#### GIVEN DATA

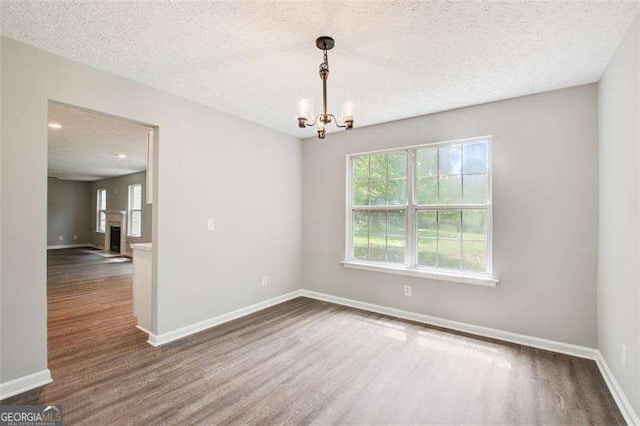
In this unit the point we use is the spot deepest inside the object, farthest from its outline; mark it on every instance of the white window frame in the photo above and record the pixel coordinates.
(99, 210)
(130, 209)
(410, 266)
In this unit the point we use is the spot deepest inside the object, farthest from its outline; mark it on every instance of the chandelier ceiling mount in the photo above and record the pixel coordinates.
(323, 118)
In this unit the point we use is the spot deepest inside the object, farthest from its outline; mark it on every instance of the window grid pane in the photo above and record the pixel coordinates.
(379, 235)
(446, 178)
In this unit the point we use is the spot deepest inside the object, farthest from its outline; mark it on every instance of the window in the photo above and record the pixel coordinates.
(135, 210)
(424, 209)
(101, 210)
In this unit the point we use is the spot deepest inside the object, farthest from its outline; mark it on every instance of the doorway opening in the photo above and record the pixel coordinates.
(100, 209)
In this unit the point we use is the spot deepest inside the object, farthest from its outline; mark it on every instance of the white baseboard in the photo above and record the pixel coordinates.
(625, 407)
(551, 345)
(62, 246)
(493, 333)
(25, 383)
(164, 338)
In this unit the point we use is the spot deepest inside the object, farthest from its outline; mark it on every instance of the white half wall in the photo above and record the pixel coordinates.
(619, 253)
(210, 165)
(545, 195)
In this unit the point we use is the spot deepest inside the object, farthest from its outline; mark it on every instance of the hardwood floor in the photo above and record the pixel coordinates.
(303, 361)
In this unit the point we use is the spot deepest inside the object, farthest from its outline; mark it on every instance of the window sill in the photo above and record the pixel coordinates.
(486, 281)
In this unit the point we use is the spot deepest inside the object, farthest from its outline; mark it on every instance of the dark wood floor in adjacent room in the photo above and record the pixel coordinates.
(303, 361)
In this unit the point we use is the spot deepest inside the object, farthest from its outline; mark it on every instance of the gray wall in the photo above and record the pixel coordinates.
(619, 254)
(209, 165)
(545, 180)
(68, 212)
(118, 199)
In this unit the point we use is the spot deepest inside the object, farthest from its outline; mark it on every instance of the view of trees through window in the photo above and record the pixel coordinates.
(101, 216)
(441, 213)
(135, 210)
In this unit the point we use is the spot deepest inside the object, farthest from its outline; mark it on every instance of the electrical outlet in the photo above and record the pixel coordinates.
(407, 290)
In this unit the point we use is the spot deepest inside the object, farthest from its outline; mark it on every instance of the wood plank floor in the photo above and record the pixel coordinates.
(303, 361)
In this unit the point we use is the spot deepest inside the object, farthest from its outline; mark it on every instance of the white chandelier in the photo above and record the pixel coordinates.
(305, 108)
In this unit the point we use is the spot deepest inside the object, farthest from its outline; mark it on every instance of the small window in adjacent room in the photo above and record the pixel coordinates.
(135, 210)
(101, 210)
(424, 209)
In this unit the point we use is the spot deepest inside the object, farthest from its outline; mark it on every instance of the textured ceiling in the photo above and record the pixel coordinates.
(87, 146)
(397, 59)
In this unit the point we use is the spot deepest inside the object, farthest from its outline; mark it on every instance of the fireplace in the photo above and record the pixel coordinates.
(115, 239)
(115, 236)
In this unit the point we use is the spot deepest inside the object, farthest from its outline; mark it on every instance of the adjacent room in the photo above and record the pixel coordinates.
(329, 213)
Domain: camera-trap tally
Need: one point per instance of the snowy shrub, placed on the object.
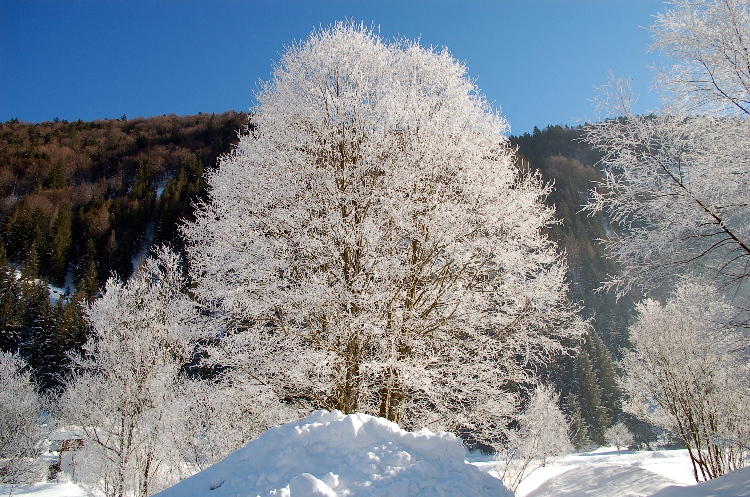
(146, 424)
(20, 430)
(618, 435)
(688, 373)
(541, 436)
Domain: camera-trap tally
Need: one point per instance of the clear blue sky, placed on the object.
(537, 60)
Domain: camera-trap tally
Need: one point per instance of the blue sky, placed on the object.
(538, 60)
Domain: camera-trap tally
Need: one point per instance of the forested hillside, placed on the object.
(81, 201)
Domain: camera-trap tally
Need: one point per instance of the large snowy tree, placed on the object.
(677, 182)
(371, 244)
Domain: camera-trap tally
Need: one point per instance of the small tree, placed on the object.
(20, 430)
(541, 436)
(688, 372)
(619, 435)
(126, 392)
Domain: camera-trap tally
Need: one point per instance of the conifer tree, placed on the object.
(60, 245)
(606, 375)
(590, 397)
(30, 265)
(579, 436)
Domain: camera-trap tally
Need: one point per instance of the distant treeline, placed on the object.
(81, 201)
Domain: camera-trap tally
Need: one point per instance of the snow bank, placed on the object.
(329, 454)
(603, 481)
(734, 484)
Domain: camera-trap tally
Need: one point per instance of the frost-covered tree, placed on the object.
(20, 429)
(709, 40)
(127, 394)
(619, 435)
(688, 372)
(371, 245)
(677, 182)
(541, 436)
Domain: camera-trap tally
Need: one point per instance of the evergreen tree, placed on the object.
(30, 265)
(11, 306)
(579, 435)
(606, 376)
(60, 245)
(590, 396)
(37, 336)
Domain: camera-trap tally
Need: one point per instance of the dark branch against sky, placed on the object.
(538, 61)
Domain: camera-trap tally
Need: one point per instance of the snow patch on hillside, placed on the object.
(329, 454)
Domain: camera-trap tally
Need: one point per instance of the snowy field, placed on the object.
(331, 455)
(604, 472)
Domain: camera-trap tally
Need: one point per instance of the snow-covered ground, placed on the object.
(604, 472)
(329, 454)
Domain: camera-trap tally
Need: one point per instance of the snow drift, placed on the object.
(329, 454)
(734, 484)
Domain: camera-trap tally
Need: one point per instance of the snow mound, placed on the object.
(734, 484)
(329, 454)
(603, 481)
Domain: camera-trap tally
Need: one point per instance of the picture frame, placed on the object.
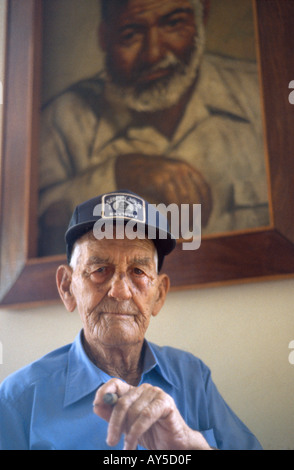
(264, 253)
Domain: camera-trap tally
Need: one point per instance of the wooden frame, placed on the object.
(266, 253)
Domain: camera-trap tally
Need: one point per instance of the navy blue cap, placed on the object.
(126, 207)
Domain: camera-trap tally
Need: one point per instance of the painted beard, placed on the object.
(164, 92)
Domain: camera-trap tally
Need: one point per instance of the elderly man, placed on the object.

########

EXERCISE OBJECTIVE: Exact reproduction of the entries above is what's needed; images stay out.

TASK OUTPUT:
In this unit the point we use is the spot deepest inside the object, farthest from its outline; mark it on every instance of the white window frame in the photo above and record the pixel coordinates.
(99, 210)
(130, 209)
(410, 266)
In this unit the point we use is the spot deepest inside the object, farthest from its outline; mark it on every instance of the chandelier ceiling mount in the photo above and record the pixel coordinates.
(323, 118)
In this unit the point we use is the spot deepest inside the object, farthest from its outline; mark it on every instance of the window grid pane in the photo above and record the pixel coordinates.
(379, 235)
(446, 178)
In this unit the point we use is the spot deepest inside the object, farthest from its outline; mark it on every instance of the window in the photo above and record the pixel coordinates.
(135, 210)
(424, 209)
(101, 210)
In this unit the point we use is the spot deepest inside the object, farthest from its outline; mark it on every instance of the doorway opening in the photo above and record the pixel coordinates.
(100, 209)
In this unit the point we use is the spot deepest inside the object, farthest from its outline; mark it on every instance of the white baseboard in the photo above and record the pixel coordinates.
(625, 407)
(551, 345)
(62, 246)
(493, 333)
(25, 383)
(164, 338)
In this unit the point we use is the spot deepest inside the object, farthest from its outline; mark it on every instance of the white half wall in the photo above and record the pixel coordinates.
(619, 253)
(210, 165)
(545, 195)
In this unit the point we use is the spot deepest inside the object, farthest from its outline; mark it on every instance of the hardwood floor in the photo above and record the pixel coordinates.
(303, 361)
In this unit the point we use is the spot deepest inside the object, farthest from its outline; mark it on every instance of the window sill in the photo above and record the pixel coordinates.
(486, 281)
In this unit the point we use is the spot deepest inside the object, farthest from its outline; mark it on every instance of the dark wood floor in adjacent room in the photo above and record the pixel coordinates.
(303, 361)
In this unit the point we use is the spot deepest inside the object, farthest from its outline; mark it on every instance of the gray wall in the photo above and record the pixel coordinates.
(619, 254)
(209, 165)
(545, 180)
(68, 212)
(118, 199)
In this unit the point we use is the spot deepest inside the object, farthest from its outline; mark it on every instance of the view of trees through window in the photo above and record the pixel coordinates.
(101, 216)
(441, 213)
(135, 210)
In this unit the point we use is the spot deepest inside the object, farthest from its outline; mark it on every instance of the electrical outlet in the photo above and record the pixel coordinates.
(407, 290)
In this unit the point we use is the spot deepest inside the object, farthest from its outline; mark it on every instance of the wood plank floor in the photo above and record the pixel coordinates.
(303, 361)
In this unit the point we use is the spot deepest inside the object, farthest from its outline; mark it on every instance of the white chandelier in the photo above and record the pixel coordinates.
(305, 108)
In this unit the point we use is the spot deepest inside the object, farthest from its outline; mark it on every instance of the small window in adjacent room in the photo above and record the pixel coordinates.
(135, 210)
(101, 210)
(424, 209)
In this unit the point we use is the spot deepest inside the object, farthest from its outline; mark it on every instance of the textured ceiling in the photo above and record the pixel coordinates.
(87, 146)
(397, 59)
In this unit the point we use is the spot deepest inside the object, farthest from its outline; mark it on every instance of the fireplace in the photo above and record the pixel coordinates.
(115, 239)
(115, 236)
In this unit the point we use is the spot deepest inside the object, farthest from its outline; mark it on every instance of the adjacent room in the photo above and record the pixel coordinates.
(329, 213)
Domain: camera-trap tally
Need: one point per instance of the snowy shrub, placed on the object.
(146, 424)
(20, 430)
(618, 435)
(688, 373)
(541, 436)
Domain: camera-trap tally
Need: one point per instance of the clear blue sky, placed on the object.
(537, 60)
Domain: camera-trap tally
Need: one point per instance of the blue sky, placed on the object.
(538, 60)
Domain: camera-trap tally
Need: one point per instance of the forested hillside, placed on the object.
(81, 201)
Domain: camera-trap tally
Need: one point per instance of the large snowy tree, placed on the object.
(677, 182)
(371, 244)
Domain: camera-trap tally
Need: one point per instance of the small tree, placed on the object.
(20, 430)
(541, 436)
(688, 372)
(619, 435)
(126, 392)
Domain: camera-trap tally
Need: one point per instance of the conifer tree, placed on the object.
(60, 245)
(606, 375)
(590, 397)
(30, 265)
(579, 436)
Domain: camera-trap tally
Need: one point per instance of the distant treeline, placed on the object.
(81, 201)
Domain: camera-trap tally
Need: one point per instance of the snow bank, placed on the object.
(329, 454)
(603, 481)
(734, 484)
Domain: camera-trap tally
Need: one point per instance of the frost-covered tree, placed on the object.
(20, 429)
(709, 40)
(127, 394)
(619, 435)
(688, 372)
(371, 245)
(677, 182)
(541, 436)
Domain: camera-trap tally
Need: one point per instance of the evergreen tree, placed on the object.
(30, 265)
(11, 306)
(579, 435)
(606, 376)
(60, 245)
(590, 396)
(37, 336)
Domain: camera-trap tally
Need: one point per instance of the dark branch against sky, placed on the object.
(538, 61)
Domain: camera-trap tally
Need: one point per instance of the snow patch on hillside, placed on the object.
(329, 454)
Domain: camera-trap tally
Need: one point per instance of the snowy field, placed on the object.
(331, 455)
(604, 472)
Domain: camera-trap tally
Need: one point per instance of the snow-covered ground, placed on the object.
(604, 472)
(329, 454)
Domain: camera-trap tally
Need: one point per instance of the snow drift, placed on the object.
(329, 454)
(734, 484)
Domain: camera-trap tally
Need: one point per instance of the snow mound, placed on the object.
(734, 484)
(329, 454)
(603, 481)
Domain: camera-trap tally
Need: one point per instance of the picture frame, placed on the object.
(264, 253)
Domain: camera-trap tally
Need: one point per instance of the wooden frame, placed on the object.
(266, 253)
Domain: camera-trap tally
Need: one point per instance of the navy blue cap, placed on the object.
(126, 207)
Domain: camera-trap tally
Need: one point per instance of the painted beard, placed on the object.
(164, 92)
Domain: camera-trap tally
Need: one point per instance of the elderly man, placed on the object.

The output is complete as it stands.